- Exercise text -
The brief
The owner had been finding small ATF puddles under the gearbox area of the A4, and the shifts had grown noticeably harder, especially the first-to-second change under light throttle. The fluid level was clearly dropping.
That set of symptoms all points at the gearbox. ATF is the reddish-brown fluid the transmission uses for everything: lubrication, cooling, and the hydraulic pressure that makes the shifts. A leak takes the level down; a low level means the gearbox cannot build full pressure; and a gearbox short on pressure shifts harshly. Find the leak, top the fluid back up, and the shifts come back.
The diagnosis
On the lift, the leak traced cleanly to the ATF pan gasket, with a couple of the pan bolts having loosened over time. The ATF on the dipstick was below minimum, which lined up with the puddles and the hard shifts. And the pan itself had a small distortion at one bolt location, common ageing on these plastic pans.

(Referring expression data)
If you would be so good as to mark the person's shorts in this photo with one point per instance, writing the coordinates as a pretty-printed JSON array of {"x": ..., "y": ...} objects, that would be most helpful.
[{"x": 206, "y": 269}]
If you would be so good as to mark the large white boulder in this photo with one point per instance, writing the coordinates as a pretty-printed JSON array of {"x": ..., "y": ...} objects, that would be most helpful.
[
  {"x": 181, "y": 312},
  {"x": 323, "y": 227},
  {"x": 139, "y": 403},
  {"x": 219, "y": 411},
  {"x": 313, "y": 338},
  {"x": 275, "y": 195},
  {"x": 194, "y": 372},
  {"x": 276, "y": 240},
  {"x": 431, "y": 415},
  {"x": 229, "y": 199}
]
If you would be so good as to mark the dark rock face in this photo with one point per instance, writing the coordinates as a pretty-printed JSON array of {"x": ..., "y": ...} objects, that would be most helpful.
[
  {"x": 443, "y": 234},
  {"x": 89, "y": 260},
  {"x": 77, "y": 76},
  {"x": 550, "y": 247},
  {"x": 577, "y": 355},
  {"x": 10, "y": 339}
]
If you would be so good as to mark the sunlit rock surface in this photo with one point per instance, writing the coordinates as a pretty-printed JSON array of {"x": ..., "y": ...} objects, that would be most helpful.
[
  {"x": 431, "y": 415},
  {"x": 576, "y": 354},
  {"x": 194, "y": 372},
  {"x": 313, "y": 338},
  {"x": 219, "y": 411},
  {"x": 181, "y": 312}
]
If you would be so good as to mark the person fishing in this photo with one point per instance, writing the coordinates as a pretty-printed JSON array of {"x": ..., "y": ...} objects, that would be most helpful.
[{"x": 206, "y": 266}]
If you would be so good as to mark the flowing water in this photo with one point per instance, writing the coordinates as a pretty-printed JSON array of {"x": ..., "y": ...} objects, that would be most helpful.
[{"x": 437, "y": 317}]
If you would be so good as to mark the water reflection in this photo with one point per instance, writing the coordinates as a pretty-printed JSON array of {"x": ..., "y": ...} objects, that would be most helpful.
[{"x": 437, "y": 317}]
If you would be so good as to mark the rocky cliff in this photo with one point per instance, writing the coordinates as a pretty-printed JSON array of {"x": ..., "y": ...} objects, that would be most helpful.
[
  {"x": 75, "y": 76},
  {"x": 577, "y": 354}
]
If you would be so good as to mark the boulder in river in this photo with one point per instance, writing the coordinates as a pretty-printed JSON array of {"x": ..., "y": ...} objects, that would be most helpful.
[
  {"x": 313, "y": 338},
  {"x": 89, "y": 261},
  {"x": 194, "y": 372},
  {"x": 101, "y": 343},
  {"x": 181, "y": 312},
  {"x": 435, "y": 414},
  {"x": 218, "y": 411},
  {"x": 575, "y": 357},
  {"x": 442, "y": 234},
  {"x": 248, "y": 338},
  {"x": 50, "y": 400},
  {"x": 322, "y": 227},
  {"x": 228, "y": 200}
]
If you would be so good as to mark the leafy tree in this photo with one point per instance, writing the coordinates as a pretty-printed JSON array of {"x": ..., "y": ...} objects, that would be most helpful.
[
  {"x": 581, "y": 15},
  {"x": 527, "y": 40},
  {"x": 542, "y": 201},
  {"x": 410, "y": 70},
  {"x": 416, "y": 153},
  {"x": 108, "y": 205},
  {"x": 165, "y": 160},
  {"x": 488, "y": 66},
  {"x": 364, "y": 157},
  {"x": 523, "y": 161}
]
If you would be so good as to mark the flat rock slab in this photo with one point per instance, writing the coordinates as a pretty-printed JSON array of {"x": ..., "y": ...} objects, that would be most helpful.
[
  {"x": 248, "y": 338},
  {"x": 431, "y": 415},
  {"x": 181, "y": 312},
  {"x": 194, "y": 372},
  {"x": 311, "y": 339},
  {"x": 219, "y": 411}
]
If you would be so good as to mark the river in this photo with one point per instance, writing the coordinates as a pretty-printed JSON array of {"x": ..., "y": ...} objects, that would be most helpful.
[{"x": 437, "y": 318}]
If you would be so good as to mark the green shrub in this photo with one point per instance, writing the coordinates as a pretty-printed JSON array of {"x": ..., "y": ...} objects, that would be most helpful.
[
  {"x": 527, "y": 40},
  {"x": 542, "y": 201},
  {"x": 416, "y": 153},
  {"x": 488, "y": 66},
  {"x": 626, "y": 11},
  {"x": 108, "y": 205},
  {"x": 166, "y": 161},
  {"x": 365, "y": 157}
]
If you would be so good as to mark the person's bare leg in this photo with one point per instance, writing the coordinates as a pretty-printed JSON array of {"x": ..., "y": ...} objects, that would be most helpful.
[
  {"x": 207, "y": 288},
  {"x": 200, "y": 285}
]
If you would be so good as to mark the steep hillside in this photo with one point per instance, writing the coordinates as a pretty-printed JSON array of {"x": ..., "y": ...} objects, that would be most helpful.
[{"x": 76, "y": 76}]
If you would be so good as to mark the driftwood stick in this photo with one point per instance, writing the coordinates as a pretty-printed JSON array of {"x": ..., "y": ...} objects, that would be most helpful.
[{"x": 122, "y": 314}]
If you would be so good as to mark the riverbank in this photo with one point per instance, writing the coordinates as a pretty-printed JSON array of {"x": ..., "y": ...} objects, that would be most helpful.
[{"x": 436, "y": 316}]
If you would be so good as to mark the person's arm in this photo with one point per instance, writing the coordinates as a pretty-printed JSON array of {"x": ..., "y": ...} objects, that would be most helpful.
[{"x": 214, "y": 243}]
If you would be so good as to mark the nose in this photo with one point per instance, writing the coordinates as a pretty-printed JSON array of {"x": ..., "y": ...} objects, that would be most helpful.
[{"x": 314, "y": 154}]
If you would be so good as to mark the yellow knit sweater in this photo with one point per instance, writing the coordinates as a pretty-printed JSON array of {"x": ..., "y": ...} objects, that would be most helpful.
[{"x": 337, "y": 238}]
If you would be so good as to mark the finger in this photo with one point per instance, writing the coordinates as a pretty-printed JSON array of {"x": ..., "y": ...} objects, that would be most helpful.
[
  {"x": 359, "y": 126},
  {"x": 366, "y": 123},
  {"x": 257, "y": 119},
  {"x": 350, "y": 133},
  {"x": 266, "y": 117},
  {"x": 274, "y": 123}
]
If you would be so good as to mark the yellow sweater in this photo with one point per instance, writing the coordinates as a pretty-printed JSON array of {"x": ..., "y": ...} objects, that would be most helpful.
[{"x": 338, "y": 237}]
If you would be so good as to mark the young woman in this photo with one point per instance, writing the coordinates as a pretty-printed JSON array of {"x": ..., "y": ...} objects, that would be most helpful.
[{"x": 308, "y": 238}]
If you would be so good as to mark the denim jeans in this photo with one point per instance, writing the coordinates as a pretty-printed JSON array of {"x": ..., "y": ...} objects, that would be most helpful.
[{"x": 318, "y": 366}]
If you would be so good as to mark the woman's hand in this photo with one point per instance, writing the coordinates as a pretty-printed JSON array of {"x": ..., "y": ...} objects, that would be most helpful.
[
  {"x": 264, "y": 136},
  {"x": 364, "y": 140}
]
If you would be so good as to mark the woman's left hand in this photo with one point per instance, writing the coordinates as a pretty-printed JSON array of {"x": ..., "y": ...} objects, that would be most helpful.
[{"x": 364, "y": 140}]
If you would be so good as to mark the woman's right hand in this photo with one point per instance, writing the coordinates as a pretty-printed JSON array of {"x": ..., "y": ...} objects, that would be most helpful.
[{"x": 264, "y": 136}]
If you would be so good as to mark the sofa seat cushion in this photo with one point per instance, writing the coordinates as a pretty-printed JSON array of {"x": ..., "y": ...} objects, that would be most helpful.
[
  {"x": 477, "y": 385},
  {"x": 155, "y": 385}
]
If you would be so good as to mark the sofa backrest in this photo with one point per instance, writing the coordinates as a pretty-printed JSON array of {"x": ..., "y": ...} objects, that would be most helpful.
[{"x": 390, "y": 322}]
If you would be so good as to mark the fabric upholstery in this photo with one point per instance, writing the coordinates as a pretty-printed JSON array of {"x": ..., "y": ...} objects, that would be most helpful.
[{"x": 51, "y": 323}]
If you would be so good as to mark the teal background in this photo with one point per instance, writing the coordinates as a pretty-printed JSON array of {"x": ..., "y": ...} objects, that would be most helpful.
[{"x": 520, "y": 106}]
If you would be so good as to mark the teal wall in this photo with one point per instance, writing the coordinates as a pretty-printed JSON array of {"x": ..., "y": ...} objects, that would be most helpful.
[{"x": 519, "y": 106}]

- How to complete this task -
Pick up the write-up on the A4 gearbox leak after its final sentence and carry it forward.

- Result of this exercise -
So a re-torque alone would not have done it: a distorted seat will not seal even with new bolts torqued in. The pan needed replacing. And since the pan was coming off anyway, replacing the integrated filter at the same time, since it lives inside the pan, was the obvious call.
The work
Drained the ATF, dropped the pan, and cleaned both mating surfaces.
Fitted a new VAG-spec ATF pan with its integrated filter and a fresh seal, torqued to spec. Refilled with the correct ATF spec to the right level on a warm setpoint, because the level on these gearboxes is checked at a specific fluid temperature, not just by eye.
Then ran the gearbox adaptation routine on the scanner, so the transmission control unit re-learned a clean shift map rather than carrying on with the old worn one. That is the step that makes the shifts feel right again, not just stops the leak.
The outcome
Pan dry, no leaks. The shifts smoothed out across the rev range, including that first-to-second change under light throttle. Adaptation re-learned a clean map.
The A4 went home with the gearbox sealed and shifting properly again. For the owner, that means no more drips under the car, no more hard shift at low speed, and a transmission running on the right amount of clean fluid rather than slowly starving.
Catching an ATF leak at the puddle-and-hard-shift stage is the cheap version; running a gearbox low on fluid is the expensive one.